++++ DATA TO PROCESS ++++
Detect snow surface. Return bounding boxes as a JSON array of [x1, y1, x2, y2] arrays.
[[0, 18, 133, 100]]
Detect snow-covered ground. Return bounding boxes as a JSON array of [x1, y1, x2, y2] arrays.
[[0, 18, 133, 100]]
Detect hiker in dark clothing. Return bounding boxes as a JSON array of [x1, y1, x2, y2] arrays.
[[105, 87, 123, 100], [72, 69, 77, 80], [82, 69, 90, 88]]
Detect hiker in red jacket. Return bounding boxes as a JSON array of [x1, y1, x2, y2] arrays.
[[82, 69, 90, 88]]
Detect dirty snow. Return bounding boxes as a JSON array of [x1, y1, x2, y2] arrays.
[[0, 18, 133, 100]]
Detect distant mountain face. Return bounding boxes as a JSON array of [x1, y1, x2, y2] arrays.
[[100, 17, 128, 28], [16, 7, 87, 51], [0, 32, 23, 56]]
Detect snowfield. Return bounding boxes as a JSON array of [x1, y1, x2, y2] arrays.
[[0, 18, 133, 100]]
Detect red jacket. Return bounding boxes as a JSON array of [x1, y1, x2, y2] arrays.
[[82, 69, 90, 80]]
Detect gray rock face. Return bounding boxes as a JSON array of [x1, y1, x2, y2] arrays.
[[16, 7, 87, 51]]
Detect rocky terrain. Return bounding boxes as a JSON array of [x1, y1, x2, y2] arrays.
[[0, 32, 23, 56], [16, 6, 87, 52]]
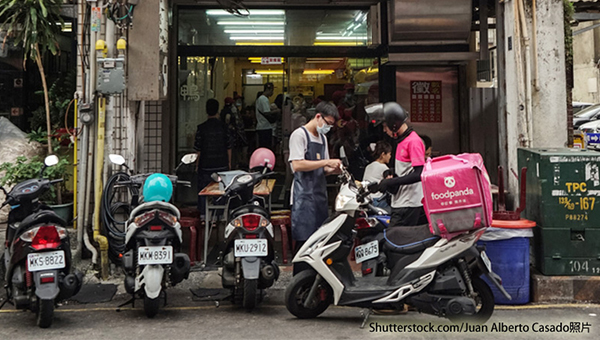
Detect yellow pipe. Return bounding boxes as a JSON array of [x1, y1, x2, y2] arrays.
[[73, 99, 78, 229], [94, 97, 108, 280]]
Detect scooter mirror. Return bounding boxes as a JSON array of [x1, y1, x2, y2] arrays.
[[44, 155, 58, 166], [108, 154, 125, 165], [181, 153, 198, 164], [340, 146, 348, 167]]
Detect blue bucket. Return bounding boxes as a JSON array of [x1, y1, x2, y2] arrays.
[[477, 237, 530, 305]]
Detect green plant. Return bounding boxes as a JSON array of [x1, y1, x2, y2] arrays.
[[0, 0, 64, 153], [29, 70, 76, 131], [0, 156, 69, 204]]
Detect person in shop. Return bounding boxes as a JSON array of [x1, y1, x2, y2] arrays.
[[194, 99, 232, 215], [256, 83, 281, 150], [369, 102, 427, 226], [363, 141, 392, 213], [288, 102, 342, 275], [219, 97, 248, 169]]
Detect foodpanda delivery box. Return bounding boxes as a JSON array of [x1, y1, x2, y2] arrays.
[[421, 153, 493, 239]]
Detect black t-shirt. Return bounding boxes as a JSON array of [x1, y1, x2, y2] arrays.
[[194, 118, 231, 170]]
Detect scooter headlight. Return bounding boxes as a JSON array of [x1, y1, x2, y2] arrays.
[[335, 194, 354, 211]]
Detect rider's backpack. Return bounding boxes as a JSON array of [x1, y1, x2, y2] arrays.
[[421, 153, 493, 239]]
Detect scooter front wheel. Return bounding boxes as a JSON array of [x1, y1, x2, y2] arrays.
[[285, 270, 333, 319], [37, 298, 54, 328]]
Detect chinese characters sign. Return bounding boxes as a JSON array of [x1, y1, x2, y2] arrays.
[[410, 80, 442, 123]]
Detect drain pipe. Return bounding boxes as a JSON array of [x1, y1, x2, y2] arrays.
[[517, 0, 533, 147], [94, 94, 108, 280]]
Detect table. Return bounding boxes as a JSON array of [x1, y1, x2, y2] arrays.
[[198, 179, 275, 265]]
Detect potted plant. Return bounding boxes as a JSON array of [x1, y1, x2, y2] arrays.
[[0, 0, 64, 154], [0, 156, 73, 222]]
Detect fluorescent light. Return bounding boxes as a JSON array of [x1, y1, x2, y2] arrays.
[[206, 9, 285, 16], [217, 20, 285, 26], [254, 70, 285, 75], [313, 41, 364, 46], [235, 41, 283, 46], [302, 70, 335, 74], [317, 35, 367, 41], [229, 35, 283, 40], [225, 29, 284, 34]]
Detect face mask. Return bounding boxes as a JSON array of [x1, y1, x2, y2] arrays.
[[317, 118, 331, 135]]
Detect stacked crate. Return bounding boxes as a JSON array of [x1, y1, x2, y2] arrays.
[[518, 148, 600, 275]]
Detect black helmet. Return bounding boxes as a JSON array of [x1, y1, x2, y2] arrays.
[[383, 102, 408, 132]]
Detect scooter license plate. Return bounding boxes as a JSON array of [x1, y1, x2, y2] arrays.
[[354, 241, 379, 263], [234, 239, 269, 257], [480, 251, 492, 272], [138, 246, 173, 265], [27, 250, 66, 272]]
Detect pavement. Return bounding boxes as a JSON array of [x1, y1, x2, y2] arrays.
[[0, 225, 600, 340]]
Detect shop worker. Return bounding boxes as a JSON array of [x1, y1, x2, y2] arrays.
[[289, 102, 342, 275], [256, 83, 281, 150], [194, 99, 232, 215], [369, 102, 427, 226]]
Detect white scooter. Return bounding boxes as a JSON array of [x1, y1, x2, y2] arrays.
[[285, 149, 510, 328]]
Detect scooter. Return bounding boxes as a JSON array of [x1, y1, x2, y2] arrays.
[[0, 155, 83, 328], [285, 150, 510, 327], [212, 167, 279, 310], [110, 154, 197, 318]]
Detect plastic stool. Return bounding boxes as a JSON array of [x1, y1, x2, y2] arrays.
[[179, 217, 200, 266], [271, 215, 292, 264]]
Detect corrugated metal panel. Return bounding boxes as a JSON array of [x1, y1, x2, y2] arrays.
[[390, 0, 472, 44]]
++++
++++ DATA TO PROCESS ++++
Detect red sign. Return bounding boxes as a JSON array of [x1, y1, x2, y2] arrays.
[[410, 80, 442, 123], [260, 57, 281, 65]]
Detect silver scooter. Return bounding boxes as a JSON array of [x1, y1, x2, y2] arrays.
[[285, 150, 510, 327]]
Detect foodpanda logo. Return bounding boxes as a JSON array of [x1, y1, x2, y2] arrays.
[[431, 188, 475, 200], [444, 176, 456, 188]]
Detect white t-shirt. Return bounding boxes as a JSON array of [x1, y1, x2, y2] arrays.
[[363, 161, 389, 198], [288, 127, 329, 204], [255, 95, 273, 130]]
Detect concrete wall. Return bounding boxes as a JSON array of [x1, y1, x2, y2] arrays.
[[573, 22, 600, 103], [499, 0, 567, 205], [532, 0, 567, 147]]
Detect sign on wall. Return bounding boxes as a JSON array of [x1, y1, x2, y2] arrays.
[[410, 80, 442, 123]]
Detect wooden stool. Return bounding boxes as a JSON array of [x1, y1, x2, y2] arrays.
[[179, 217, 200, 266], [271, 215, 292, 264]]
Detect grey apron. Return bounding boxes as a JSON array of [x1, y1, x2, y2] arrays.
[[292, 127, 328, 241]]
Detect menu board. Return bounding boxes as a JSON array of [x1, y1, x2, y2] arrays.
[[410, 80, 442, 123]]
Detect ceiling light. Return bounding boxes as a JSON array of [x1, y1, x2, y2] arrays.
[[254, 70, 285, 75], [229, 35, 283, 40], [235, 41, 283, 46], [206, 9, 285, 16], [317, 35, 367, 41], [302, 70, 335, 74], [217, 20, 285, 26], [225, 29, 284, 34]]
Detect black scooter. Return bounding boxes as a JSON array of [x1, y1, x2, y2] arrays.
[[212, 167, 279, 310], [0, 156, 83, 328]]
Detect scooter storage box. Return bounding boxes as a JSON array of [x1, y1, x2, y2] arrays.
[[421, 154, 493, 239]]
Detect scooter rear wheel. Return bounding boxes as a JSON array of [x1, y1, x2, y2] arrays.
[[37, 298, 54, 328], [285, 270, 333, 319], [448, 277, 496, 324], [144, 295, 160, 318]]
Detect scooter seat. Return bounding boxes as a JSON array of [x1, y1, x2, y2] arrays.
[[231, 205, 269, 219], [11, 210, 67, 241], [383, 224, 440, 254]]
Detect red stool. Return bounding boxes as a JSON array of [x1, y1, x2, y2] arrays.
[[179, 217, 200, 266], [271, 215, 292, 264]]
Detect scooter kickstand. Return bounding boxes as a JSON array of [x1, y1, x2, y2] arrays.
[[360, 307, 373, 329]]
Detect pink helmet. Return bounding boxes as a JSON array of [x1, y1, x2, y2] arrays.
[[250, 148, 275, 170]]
++++
- AIM -
Repeat word for word the records above, starting with the line that contains "Detect green plant." and going on through the line that contains "40], [225, 29, 284, 34]]", including both of those lines.

- TASK RESULT -
Detect green plant. Return bounding boxes as a JSON array of [x1, y1, x2, y2] arrays.
[[0, 0, 64, 153], [29, 70, 76, 131], [0, 156, 69, 204]]
Detect person in shop. Return bounding boxes as a JSON array of [x1, y1, x2, y2] arrays.
[[194, 99, 232, 215], [256, 83, 281, 150], [369, 102, 427, 226], [363, 141, 392, 213], [288, 102, 342, 275], [219, 97, 248, 169]]
Detect foodpanda delivery box. Return bounding boxes as a JSON array of [x1, y1, x2, y2] arrays.
[[421, 153, 493, 239]]
Detect black t-shirt. Return bounding boxes as a JSON array of [x1, y1, x2, y2] arrays.
[[194, 118, 231, 170]]
Detect scooter headlight. Return bounding boxes as a JSON array of [x1, y1, x2, y2] arrays.
[[335, 194, 354, 211]]
Detect rider's backpack. Return bounding boxes as a JSON array of [x1, y1, x2, y2] arrays.
[[421, 153, 493, 239]]
Detect scooter front wheel. Return bounding boxes as a JSON array of [x1, y1, x2, y2] arrays.
[[285, 270, 333, 319], [37, 298, 54, 328]]
Detect chinese characters sign. Return bounding boxes as a JSON array of [x1, y1, x2, y2] arrays.
[[410, 80, 442, 123]]
Detect drain pipe. Return bounding boxes as a JSON array of [x1, y1, x2, y2] arrays.
[[517, 0, 533, 147], [94, 94, 108, 280]]
Detect table. Return bounding boxes as a JSON array of [x1, y1, x2, y2] arrays.
[[198, 179, 275, 265]]
Detect potted plant. Return bounding boxes as a JSON array of [x1, y1, x2, y2] arrays.
[[0, 0, 64, 154], [0, 156, 73, 222]]
Detect fluorescent light. Return bounding boxes as a JSON array of [x1, y1, x2, y2] arrays.
[[206, 9, 285, 16], [217, 20, 285, 26], [254, 70, 285, 75], [313, 41, 364, 46], [235, 41, 283, 46], [302, 70, 335, 74], [317, 35, 367, 41], [229, 35, 283, 40], [225, 29, 284, 34]]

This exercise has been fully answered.